▶ DATA
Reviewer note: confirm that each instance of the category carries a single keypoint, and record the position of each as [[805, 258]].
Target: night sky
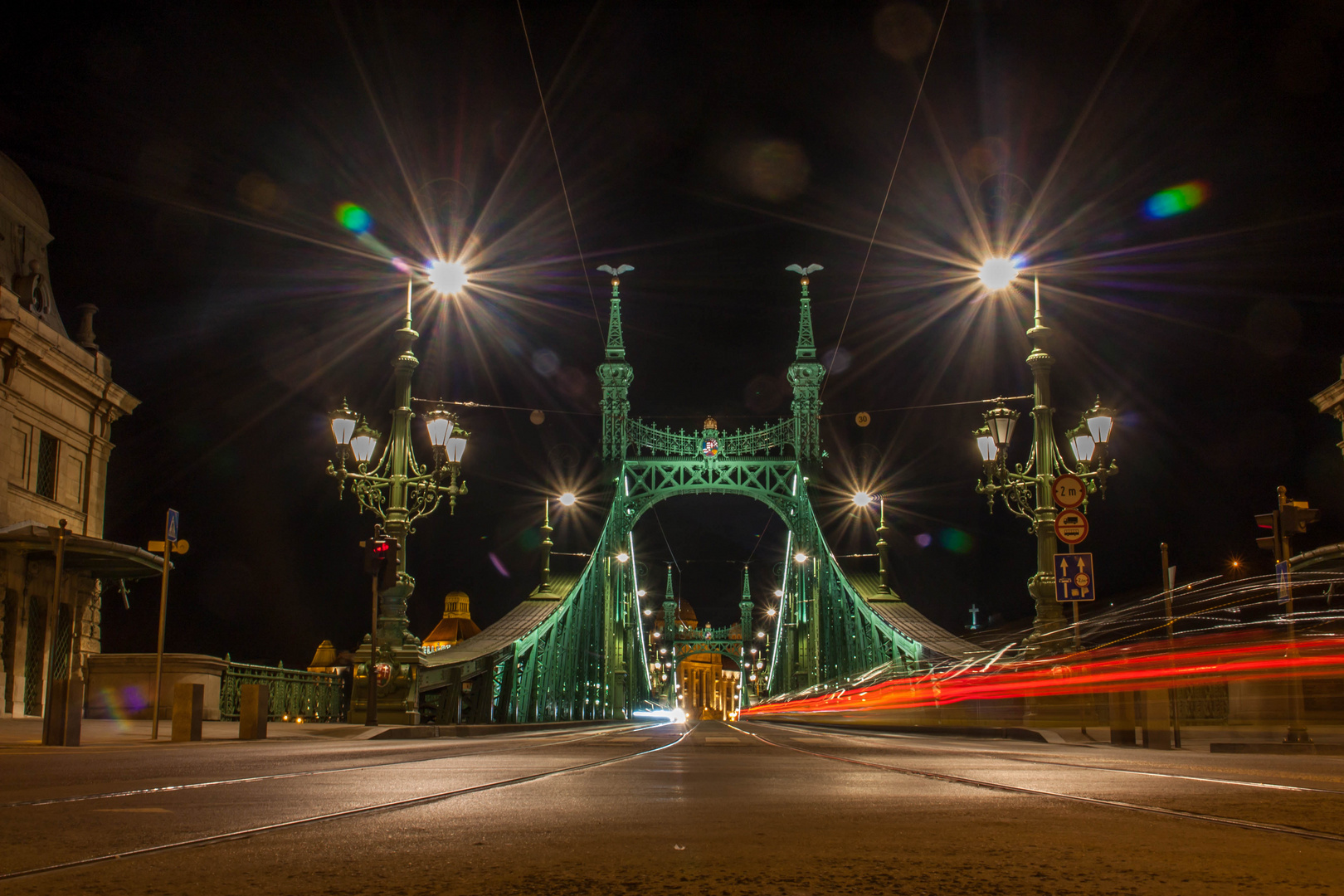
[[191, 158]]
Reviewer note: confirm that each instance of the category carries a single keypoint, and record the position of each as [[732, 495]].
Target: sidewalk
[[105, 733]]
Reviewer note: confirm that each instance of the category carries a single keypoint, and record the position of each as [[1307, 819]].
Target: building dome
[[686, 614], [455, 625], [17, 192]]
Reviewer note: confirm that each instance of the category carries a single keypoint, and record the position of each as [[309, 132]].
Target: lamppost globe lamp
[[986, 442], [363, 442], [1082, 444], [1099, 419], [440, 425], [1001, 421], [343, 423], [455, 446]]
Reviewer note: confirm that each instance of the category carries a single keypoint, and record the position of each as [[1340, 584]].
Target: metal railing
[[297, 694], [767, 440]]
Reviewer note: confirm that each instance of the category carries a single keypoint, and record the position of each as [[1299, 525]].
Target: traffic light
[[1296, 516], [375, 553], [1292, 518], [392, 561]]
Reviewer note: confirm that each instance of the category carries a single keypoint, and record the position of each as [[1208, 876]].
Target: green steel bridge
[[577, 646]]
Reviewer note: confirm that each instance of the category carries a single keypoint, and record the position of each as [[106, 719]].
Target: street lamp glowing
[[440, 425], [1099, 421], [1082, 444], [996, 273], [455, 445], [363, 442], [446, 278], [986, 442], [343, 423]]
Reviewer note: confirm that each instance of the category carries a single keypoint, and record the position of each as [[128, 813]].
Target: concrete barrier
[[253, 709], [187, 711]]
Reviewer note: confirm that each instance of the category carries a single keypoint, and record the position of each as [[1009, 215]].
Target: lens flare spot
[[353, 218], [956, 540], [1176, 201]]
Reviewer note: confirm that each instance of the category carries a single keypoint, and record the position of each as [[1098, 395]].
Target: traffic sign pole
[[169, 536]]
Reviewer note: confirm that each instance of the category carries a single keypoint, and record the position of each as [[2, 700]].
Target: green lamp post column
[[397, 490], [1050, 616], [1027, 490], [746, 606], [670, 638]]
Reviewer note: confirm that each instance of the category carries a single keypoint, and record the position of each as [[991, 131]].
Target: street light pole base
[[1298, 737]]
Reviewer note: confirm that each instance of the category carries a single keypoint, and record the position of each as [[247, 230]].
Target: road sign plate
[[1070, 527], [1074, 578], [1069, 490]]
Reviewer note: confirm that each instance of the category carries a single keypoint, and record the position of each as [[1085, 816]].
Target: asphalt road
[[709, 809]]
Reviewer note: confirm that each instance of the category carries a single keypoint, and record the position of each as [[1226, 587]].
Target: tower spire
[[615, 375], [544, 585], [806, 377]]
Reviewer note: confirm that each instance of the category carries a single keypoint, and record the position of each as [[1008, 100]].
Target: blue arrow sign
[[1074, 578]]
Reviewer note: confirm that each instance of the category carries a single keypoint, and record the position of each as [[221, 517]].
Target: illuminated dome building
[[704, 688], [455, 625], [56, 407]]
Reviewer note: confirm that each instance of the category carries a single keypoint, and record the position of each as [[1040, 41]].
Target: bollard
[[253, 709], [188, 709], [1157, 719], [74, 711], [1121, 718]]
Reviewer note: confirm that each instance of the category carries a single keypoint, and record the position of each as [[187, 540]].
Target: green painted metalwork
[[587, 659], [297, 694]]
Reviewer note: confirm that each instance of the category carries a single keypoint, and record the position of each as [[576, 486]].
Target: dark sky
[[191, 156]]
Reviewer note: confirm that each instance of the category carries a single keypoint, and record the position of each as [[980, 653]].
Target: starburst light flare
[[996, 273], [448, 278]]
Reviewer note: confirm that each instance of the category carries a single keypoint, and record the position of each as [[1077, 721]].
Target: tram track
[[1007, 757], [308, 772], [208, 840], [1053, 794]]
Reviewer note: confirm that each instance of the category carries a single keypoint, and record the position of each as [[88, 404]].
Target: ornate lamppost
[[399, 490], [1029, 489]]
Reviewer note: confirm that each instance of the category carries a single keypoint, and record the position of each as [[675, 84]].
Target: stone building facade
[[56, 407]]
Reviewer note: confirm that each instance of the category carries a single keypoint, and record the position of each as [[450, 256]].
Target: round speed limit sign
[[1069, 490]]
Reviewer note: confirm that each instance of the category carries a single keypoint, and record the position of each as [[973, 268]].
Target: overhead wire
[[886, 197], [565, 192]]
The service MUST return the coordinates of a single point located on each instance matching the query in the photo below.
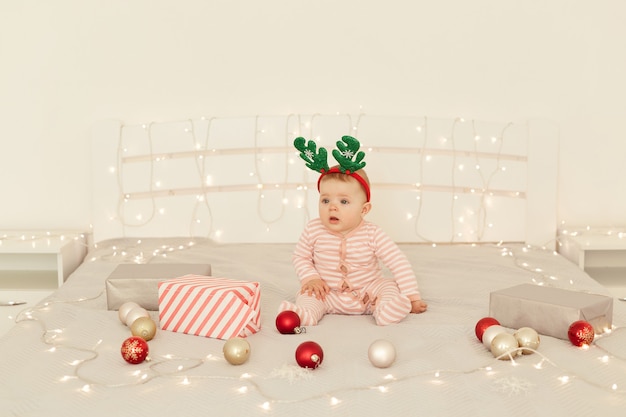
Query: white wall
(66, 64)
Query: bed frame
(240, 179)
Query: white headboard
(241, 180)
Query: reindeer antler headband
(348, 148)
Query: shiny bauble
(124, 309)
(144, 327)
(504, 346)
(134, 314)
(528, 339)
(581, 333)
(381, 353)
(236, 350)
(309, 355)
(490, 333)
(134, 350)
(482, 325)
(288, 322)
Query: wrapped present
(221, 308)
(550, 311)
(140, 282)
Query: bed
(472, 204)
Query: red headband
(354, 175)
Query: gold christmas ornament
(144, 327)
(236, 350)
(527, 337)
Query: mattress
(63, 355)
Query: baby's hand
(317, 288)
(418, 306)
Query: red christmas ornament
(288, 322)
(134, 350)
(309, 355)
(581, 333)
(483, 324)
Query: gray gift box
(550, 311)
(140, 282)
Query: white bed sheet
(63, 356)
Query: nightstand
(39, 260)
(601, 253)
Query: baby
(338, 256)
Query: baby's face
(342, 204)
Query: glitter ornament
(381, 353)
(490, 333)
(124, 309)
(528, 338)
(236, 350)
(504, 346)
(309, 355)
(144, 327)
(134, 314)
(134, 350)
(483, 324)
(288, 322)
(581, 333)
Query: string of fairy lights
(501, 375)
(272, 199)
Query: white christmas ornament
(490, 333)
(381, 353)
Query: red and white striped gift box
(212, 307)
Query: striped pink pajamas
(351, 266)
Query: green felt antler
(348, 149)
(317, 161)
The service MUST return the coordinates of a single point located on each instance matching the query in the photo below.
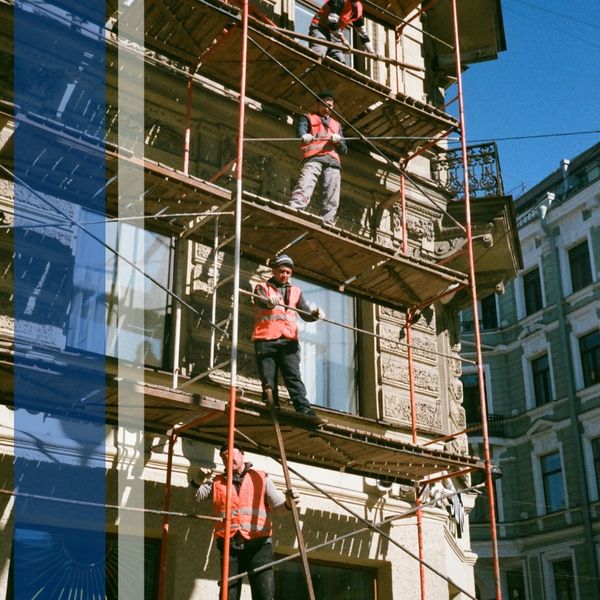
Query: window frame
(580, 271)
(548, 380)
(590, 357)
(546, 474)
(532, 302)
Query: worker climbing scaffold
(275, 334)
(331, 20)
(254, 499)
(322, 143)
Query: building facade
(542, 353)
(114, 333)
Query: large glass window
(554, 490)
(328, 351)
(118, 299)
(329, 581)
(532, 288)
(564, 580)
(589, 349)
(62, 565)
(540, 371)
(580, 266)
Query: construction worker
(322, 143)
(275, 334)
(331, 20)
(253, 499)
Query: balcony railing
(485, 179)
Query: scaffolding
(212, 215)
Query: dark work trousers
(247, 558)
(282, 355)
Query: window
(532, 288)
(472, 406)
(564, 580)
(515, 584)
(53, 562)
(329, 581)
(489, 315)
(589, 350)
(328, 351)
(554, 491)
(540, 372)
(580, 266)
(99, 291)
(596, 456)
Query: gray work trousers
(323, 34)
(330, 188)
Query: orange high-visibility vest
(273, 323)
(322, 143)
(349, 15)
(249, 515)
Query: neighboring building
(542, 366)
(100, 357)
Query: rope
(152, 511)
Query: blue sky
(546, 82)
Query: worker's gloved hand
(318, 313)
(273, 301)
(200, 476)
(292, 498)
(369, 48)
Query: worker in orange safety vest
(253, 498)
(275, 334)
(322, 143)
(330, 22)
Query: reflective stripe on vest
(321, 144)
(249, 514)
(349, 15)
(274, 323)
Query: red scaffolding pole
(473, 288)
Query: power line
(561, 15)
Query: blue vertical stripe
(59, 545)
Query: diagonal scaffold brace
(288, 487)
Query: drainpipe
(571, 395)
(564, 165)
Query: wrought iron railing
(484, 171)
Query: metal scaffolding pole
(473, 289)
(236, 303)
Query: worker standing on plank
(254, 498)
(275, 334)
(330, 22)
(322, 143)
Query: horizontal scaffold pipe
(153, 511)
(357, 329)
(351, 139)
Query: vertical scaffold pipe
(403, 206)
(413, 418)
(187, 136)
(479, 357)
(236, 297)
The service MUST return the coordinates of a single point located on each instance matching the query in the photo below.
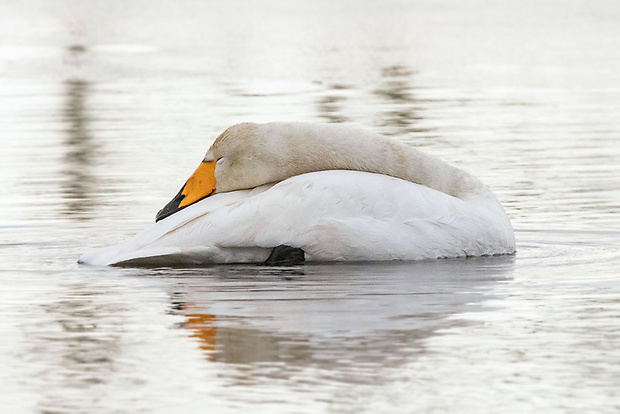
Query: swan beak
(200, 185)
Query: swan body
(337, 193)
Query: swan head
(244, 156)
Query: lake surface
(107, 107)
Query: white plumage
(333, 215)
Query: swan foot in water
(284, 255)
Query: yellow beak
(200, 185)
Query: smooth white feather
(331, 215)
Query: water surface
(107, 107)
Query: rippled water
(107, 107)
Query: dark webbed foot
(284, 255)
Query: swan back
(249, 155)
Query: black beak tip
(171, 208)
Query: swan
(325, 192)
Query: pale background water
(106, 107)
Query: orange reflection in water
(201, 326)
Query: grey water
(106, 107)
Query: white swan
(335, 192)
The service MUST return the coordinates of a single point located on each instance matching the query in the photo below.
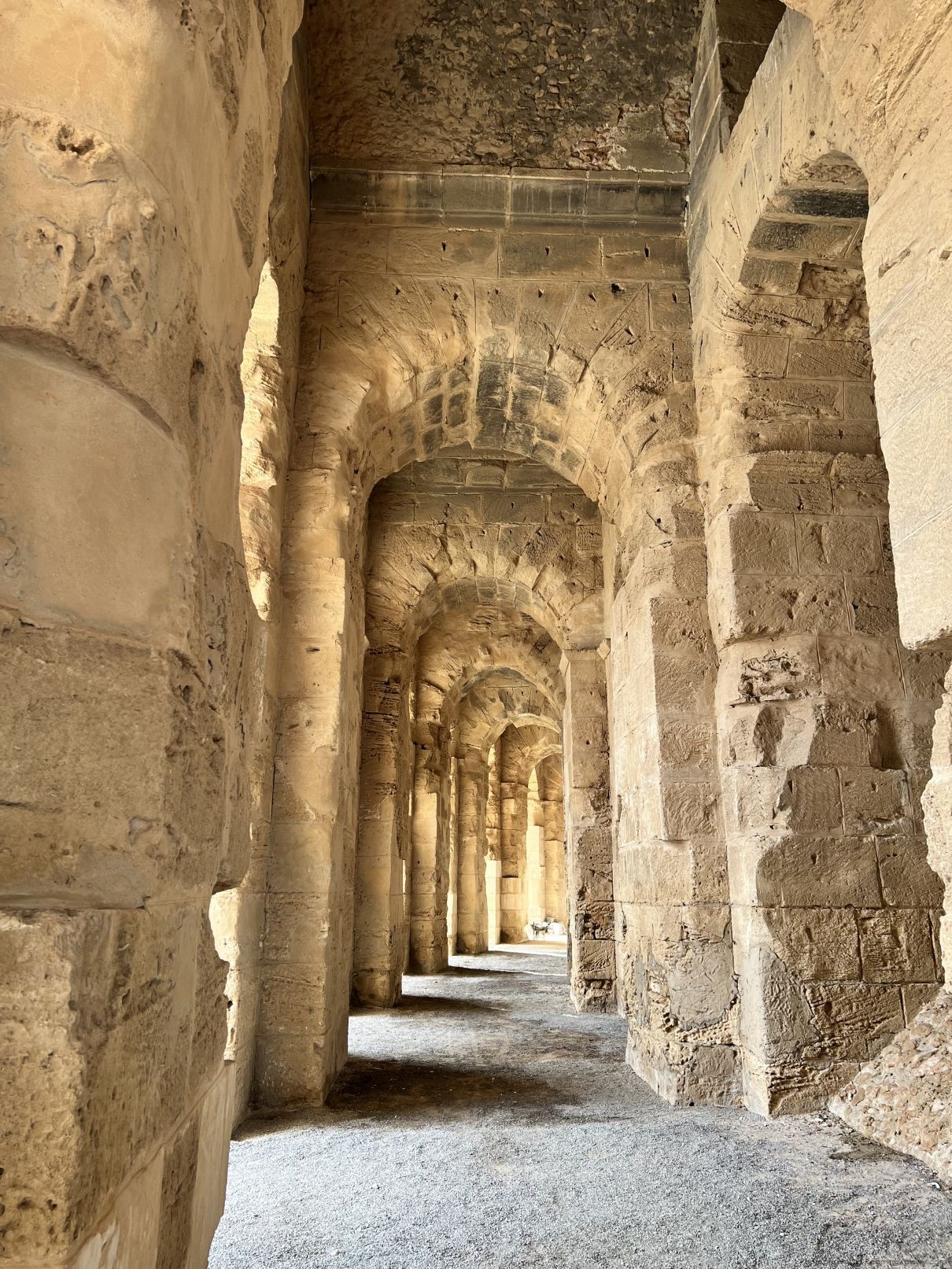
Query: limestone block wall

▶ PROBLEM TO WORK ON
Using the listing above, set down exactly each line from the one containing "Query: black beak tip" through the final line, and leave out pictures.

▶ PROBLEM SOLUTION
Query: black beak tip
(171, 208)
Query: swan
(325, 192)
Query: pale background water
(106, 107)
Query: orange reflection in water
(201, 326)
Query: grey water
(106, 107)
Query: white swan
(335, 192)
The service MUST return the coordinates of a single point located on each instance matching the query in the photo below.
Query: limestone block wall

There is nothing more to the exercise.